▸ WHAT IS ASKED
Reproduce every line of the listing below, character for character, without changing anything.

━━━ SUPPLIED MATERIAL

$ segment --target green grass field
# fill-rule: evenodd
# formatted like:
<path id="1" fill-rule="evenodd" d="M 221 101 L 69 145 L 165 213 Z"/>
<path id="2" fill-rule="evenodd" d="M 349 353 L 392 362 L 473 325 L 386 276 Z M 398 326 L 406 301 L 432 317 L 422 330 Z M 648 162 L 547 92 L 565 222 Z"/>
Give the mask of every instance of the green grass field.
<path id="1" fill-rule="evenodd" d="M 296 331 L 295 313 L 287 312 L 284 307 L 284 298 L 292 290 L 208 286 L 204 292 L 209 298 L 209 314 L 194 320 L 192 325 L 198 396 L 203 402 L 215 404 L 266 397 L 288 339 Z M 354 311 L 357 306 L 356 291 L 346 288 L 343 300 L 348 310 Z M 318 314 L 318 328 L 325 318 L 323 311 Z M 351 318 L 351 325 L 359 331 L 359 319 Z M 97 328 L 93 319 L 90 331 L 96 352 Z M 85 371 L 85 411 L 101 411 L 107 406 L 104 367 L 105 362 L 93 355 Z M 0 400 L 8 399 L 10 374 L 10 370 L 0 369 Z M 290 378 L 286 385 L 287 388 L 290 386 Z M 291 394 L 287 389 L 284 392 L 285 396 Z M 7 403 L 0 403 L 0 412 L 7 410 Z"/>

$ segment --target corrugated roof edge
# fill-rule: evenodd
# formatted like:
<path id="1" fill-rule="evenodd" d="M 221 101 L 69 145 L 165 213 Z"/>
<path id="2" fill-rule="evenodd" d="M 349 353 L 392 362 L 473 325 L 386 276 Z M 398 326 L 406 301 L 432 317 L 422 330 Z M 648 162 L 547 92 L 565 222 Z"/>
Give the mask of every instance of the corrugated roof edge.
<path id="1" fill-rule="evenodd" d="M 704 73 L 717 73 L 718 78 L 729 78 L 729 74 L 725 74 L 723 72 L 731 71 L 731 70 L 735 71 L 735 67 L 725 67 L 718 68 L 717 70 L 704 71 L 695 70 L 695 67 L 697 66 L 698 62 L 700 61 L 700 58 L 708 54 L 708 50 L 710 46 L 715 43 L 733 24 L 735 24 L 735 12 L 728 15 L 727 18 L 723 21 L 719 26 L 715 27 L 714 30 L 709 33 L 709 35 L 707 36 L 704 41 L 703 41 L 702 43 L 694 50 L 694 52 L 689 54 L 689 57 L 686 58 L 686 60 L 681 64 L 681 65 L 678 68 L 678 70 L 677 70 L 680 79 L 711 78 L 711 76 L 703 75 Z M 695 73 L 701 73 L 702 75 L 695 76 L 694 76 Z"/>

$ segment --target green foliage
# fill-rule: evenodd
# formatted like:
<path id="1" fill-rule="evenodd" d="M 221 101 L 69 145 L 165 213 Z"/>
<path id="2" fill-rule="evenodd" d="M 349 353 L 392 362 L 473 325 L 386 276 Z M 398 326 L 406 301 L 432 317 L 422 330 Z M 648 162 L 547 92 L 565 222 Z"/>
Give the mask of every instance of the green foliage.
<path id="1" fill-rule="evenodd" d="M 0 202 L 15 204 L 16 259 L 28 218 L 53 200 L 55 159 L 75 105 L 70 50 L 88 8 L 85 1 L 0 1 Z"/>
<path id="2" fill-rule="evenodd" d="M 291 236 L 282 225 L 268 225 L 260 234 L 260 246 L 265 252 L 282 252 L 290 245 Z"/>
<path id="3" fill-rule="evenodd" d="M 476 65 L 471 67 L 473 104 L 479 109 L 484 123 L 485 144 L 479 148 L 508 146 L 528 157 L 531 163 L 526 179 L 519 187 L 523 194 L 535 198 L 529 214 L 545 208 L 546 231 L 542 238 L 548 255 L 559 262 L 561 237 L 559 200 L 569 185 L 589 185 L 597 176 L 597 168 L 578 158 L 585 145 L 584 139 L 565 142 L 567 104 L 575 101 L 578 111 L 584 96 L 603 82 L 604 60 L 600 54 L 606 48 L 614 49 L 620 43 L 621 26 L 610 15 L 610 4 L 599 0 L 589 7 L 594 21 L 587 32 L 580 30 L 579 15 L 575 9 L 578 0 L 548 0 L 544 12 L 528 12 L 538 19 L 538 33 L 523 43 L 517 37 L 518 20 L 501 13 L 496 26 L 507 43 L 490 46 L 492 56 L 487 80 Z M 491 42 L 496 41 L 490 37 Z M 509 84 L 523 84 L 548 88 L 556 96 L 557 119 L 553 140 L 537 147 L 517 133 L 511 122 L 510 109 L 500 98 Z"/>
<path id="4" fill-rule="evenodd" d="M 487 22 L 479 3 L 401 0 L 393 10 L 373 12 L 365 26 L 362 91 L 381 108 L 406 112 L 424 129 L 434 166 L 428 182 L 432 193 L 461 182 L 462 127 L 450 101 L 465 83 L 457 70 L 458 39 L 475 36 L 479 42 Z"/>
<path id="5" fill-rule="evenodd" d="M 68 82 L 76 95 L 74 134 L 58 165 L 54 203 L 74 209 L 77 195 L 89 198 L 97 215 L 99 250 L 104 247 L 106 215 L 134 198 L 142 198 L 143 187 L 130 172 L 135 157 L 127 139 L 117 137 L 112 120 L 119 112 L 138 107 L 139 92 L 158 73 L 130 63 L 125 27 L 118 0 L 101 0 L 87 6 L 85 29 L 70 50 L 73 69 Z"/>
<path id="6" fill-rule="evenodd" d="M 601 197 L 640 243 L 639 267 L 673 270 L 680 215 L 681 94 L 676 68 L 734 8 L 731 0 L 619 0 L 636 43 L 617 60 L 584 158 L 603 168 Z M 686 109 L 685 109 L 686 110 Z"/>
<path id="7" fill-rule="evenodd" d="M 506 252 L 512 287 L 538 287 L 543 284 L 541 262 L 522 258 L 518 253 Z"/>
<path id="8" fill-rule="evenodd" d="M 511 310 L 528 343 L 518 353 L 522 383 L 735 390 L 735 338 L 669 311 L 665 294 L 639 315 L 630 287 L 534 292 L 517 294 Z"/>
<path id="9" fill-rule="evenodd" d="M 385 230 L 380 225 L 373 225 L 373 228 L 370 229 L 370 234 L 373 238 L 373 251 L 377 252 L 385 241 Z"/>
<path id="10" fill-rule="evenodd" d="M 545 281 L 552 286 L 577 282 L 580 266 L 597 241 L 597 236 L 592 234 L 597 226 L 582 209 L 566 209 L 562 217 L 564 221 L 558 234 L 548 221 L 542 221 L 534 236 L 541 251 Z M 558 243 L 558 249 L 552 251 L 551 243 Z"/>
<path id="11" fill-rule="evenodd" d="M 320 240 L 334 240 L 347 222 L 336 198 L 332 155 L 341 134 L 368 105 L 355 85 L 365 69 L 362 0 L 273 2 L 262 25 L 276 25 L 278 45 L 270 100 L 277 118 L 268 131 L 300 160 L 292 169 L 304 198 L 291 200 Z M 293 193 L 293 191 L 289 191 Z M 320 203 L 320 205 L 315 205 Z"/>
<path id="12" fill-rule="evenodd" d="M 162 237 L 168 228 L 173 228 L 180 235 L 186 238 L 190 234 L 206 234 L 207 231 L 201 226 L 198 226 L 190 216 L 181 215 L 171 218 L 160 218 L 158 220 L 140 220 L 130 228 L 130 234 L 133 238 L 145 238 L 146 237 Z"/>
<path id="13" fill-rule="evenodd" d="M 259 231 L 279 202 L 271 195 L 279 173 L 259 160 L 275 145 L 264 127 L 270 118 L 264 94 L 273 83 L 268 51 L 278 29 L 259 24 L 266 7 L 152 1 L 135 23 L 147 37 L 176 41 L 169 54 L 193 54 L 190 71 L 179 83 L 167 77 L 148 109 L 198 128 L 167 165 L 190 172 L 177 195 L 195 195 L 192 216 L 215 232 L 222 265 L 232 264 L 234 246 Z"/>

━━━━━━

▸ PROBLEM SOLUTION
$ segment --target green grass field
# fill-rule: evenodd
# formatted like:
<path id="1" fill-rule="evenodd" d="M 221 101 L 69 145 L 165 213 Z"/>
<path id="2" fill-rule="evenodd" d="M 349 353 L 392 362 L 473 325 L 386 276 Z M 398 326 L 406 301 L 432 317 L 422 330 Z M 648 162 L 547 92 L 565 222 Z"/>
Give the mask of every instance of the green grass field.
<path id="1" fill-rule="evenodd" d="M 296 331 L 295 313 L 287 312 L 284 307 L 284 298 L 292 290 L 208 286 L 204 292 L 209 298 L 209 314 L 194 320 L 192 325 L 198 396 L 203 402 L 215 404 L 266 397 L 288 339 Z M 354 311 L 357 306 L 356 291 L 346 288 L 343 300 L 348 310 Z M 318 314 L 318 328 L 325 318 L 323 311 Z M 351 318 L 351 325 L 359 331 L 359 319 Z M 97 328 L 93 319 L 90 331 L 96 352 Z M 85 371 L 85 411 L 101 411 L 107 406 L 104 367 L 105 362 L 93 355 Z M 0 400 L 8 399 L 10 374 L 10 370 L 0 369 Z M 290 378 L 286 385 L 287 388 L 290 386 Z M 291 394 L 287 389 L 284 392 L 285 396 Z M 7 403 L 0 403 L 0 412 L 7 410 Z"/>

$ segment --target corrugated roof edge
# fill-rule: evenodd
# formatted like:
<path id="1" fill-rule="evenodd" d="M 221 101 L 69 145 L 165 213 Z"/>
<path id="2" fill-rule="evenodd" d="M 349 353 L 392 362 L 473 325 L 386 276 Z M 398 326 L 406 301 L 432 317 L 422 330 Z M 648 162 L 547 92 L 565 222 Z"/>
Give the mask of every instance of the corrugated roof edge.
<path id="1" fill-rule="evenodd" d="M 704 73 L 717 73 L 718 78 L 729 78 L 729 74 L 725 74 L 723 72 L 731 71 L 731 70 L 735 71 L 735 67 L 725 67 L 718 68 L 717 70 L 704 71 L 695 70 L 695 67 L 697 66 L 698 62 L 700 61 L 700 58 L 708 54 L 708 50 L 710 46 L 715 43 L 733 24 L 735 24 L 735 12 L 728 15 L 727 18 L 723 21 L 719 26 L 715 27 L 714 30 L 709 33 L 709 35 L 707 36 L 704 41 L 703 41 L 702 43 L 694 50 L 694 52 L 689 54 L 689 57 L 686 58 L 686 60 L 681 64 L 681 65 L 678 68 L 678 70 L 677 70 L 680 79 L 711 78 L 711 76 L 703 75 Z M 695 73 L 701 73 L 702 75 L 695 76 L 694 76 Z"/>

$ segment --target green foliage
# fill-rule: evenodd
# formatted like:
<path id="1" fill-rule="evenodd" d="M 221 101 L 69 145 L 165 213 Z"/>
<path id="2" fill-rule="evenodd" d="M 349 353 L 392 362 L 473 325 L 386 276 Z M 398 326 L 406 301 L 432 317 L 422 330 Z M 648 162 L 547 92 L 565 222 Z"/>
Give the mask of every instance of the green foliage.
<path id="1" fill-rule="evenodd" d="M 0 202 L 15 204 L 16 259 L 28 218 L 53 200 L 55 159 L 75 105 L 70 50 L 88 8 L 85 1 L 0 1 Z"/>
<path id="2" fill-rule="evenodd" d="M 291 236 L 282 225 L 268 225 L 260 234 L 260 246 L 265 252 L 282 252 L 290 245 Z"/>
<path id="3" fill-rule="evenodd" d="M 476 65 L 471 67 L 473 104 L 479 109 L 484 123 L 485 144 L 479 148 L 508 146 L 528 157 L 531 163 L 526 179 L 519 187 L 523 194 L 535 198 L 529 214 L 545 208 L 546 231 L 542 238 L 548 255 L 559 262 L 561 237 L 559 200 L 569 185 L 589 185 L 597 176 L 597 168 L 578 158 L 585 145 L 584 139 L 565 142 L 567 104 L 575 101 L 578 111 L 584 96 L 603 82 L 604 60 L 600 54 L 606 48 L 614 49 L 620 43 L 621 26 L 610 15 L 610 4 L 599 0 L 589 7 L 594 21 L 587 32 L 580 30 L 579 15 L 575 9 L 578 0 L 548 0 L 544 12 L 528 12 L 538 19 L 538 33 L 523 43 L 517 37 L 518 20 L 501 13 L 496 26 L 507 43 L 490 46 L 492 56 L 487 80 Z M 491 42 L 496 41 L 490 37 Z M 509 84 L 523 84 L 548 88 L 556 96 L 557 119 L 553 140 L 537 147 L 517 133 L 511 122 L 510 109 L 500 98 Z"/>
<path id="4" fill-rule="evenodd" d="M 487 22 L 479 3 L 401 0 L 393 10 L 373 12 L 365 26 L 362 91 L 381 108 L 406 112 L 424 129 L 434 166 L 428 182 L 432 193 L 461 182 L 462 127 L 450 101 L 465 83 L 457 70 L 458 39 L 475 36 L 479 42 Z"/>
<path id="5" fill-rule="evenodd" d="M 68 82 L 76 95 L 74 134 L 58 165 L 54 203 L 74 209 L 77 195 L 89 198 L 97 215 L 99 250 L 104 247 L 106 215 L 134 198 L 142 198 L 143 187 L 130 172 L 135 157 L 127 139 L 117 137 L 112 120 L 119 112 L 138 107 L 139 92 L 158 73 L 130 63 L 125 27 L 118 0 L 101 0 L 87 6 L 85 29 L 70 50 L 73 69 Z"/>
<path id="6" fill-rule="evenodd" d="M 601 197 L 640 243 L 639 267 L 673 270 L 680 215 L 681 94 L 676 68 L 734 8 L 731 0 L 619 0 L 636 43 L 617 60 L 584 158 L 603 168 Z M 686 109 L 685 109 L 686 110 Z"/>
<path id="7" fill-rule="evenodd" d="M 506 252 L 512 287 L 538 287 L 543 284 L 541 262 L 522 258 L 518 253 Z"/>
<path id="8" fill-rule="evenodd" d="M 511 310 L 528 343 L 518 353 L 522 383 L 735 390 L 735 338 L 669 311 L 665 294 L 639 315 L 630 287 L 534 292 L 517 294 Z"/>
<path id="9" fill-rule="evenodd" d="M 385 230 L 380 225 L 373 225 L 373 228 L 370 229 L 370 234 L 373 238 L 373 251 L 377 252 L 385 241 Z"/>
<path id="10" fill-rule="evenodd" d="M 545 281 L 552 286 L 577 282 L 580 266 L 597 241 L 597 236 L 592 234 L 597 226 L 582 209 L 566 209 L 562 217 L 564 221 L 558 234 L 548 221 L 542 221 L 534 236 L 541 251 Z M 558 243 L 558 249 L 552 251 L 551 243 Z"/>
<path id="11" fill-rule="evenodd" d="M 320 240 L 334 240 L 347 222 L 336 198 L 332 155 L 341 134 L 368 105 L 355 85 L 365 69 L 362 0 L 273 2 L 262 25 L 276 25 L 278 45 L 270 100 L 277 118 L 268 131 L 300 160 L 292 169 L 304 198 L 291 200 Z M 293 193 L 293 191 L 289 191 Z M 320 203 L 320 205 L 315 205 Z"/>
<path id="12" fill-rule="evenodd" d="M 162 237 L 168 228 L 173 228 L 180 235 L 186 238 L 190 234 L 206 234 L 207 231 L 201 226 L 198 226 L 190 216 L 181 215 L 171 218 L 160 218 L 158 220 L 140 220 L 130 228 L 130 234 L 133 238 L 145 238 L 146 237 Z"/>
<path id="13" fill-rule="evenodd" d="M 259 231 L 279 202 L 271 195 L 279 173 L 259 160 L 275 145 L 264 127 L 270 118 L 264 94 L 273 83 L 268 51 L 278 29 L 259 24 L 266 7 L 152 1 L 135 23 L 147 37 L 176 41 L 169 54 L 193 54 L 190 71 L 179 83 L 167 77 L 148 109 L 198 128 L 167 165 L 190 172 L 177 195 L 195 195 L 192 216 L 215 232 L 222 265 L 232 264 L 234 246 Z"/>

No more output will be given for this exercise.